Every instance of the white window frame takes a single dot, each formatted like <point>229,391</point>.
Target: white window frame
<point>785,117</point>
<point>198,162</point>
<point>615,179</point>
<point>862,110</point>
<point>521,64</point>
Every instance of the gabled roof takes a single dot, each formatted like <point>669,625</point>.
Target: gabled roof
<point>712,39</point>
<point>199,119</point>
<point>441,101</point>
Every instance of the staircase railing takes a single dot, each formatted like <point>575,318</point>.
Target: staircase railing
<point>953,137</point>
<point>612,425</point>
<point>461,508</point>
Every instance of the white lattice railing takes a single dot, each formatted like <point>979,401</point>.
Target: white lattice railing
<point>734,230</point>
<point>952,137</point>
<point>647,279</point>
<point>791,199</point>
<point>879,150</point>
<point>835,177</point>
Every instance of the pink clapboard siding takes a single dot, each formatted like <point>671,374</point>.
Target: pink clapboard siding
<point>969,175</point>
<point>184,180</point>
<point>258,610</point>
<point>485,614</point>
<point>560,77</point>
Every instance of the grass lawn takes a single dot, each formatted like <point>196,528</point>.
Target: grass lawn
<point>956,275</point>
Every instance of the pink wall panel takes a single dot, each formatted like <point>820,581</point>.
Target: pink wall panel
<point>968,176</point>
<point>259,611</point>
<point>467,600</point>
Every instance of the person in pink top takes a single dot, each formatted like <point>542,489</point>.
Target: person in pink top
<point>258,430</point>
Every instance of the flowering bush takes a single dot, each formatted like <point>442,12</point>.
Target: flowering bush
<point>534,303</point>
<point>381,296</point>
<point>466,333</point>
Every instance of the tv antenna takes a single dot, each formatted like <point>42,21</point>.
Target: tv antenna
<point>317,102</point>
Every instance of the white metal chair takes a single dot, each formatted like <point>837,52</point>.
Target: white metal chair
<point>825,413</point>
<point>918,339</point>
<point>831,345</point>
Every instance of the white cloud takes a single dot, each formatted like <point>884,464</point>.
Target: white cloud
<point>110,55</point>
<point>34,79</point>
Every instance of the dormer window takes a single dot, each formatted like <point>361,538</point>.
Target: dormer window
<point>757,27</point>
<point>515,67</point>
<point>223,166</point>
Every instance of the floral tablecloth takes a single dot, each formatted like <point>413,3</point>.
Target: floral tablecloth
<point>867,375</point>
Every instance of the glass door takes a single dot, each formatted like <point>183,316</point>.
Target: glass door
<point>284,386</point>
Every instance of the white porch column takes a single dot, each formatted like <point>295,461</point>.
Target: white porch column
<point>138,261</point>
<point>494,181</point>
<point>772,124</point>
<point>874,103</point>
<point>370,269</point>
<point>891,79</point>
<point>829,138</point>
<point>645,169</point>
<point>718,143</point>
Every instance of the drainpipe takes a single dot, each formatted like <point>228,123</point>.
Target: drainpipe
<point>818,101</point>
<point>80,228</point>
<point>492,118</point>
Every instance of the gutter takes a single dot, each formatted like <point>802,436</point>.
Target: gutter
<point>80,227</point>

------------------------------------------------

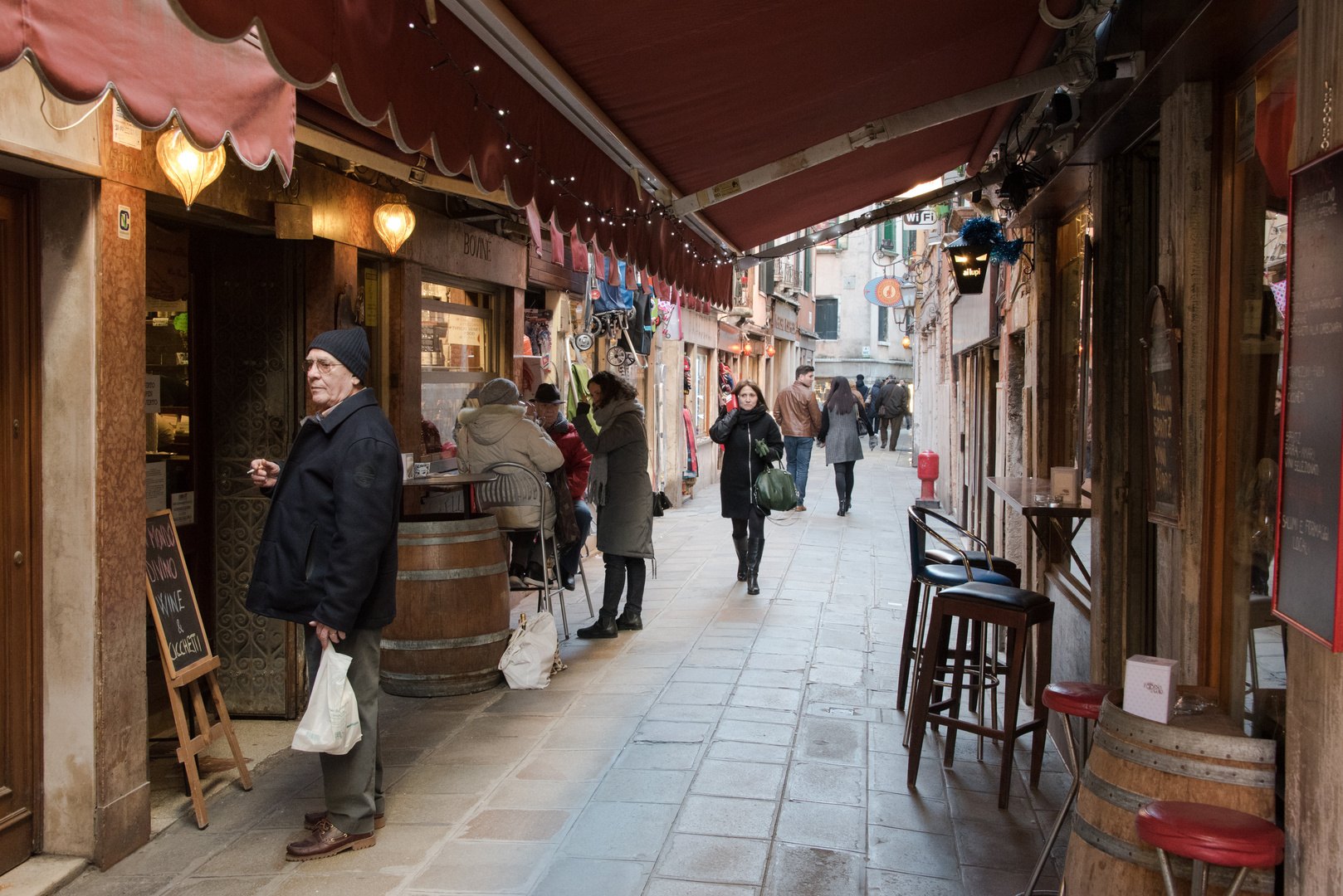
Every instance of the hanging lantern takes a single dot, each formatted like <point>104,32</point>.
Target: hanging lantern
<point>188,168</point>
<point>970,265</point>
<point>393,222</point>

------------------------------------------------

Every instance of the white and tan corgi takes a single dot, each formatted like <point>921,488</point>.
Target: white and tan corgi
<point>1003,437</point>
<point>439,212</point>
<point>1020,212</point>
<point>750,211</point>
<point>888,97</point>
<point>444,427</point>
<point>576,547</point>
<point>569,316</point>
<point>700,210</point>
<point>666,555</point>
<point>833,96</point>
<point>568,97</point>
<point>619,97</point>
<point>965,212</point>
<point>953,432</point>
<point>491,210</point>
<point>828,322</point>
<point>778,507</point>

------------------------------------------------

**The problem:** Please, from the entries above, set down exactly the lines from the one containing "Target: pink clapboard siding" through the one containing "Every instance of the grass", and only those.

**Response below:**
Target: pink clapboard siding
<point>969,175</point>
<point>184,180</point>
<point>258,610</point>
<point>485,614</point>
<point>560,77</point>
Every instance of the grass lawn takes a single dot, each formatted like <point>196,528</point>.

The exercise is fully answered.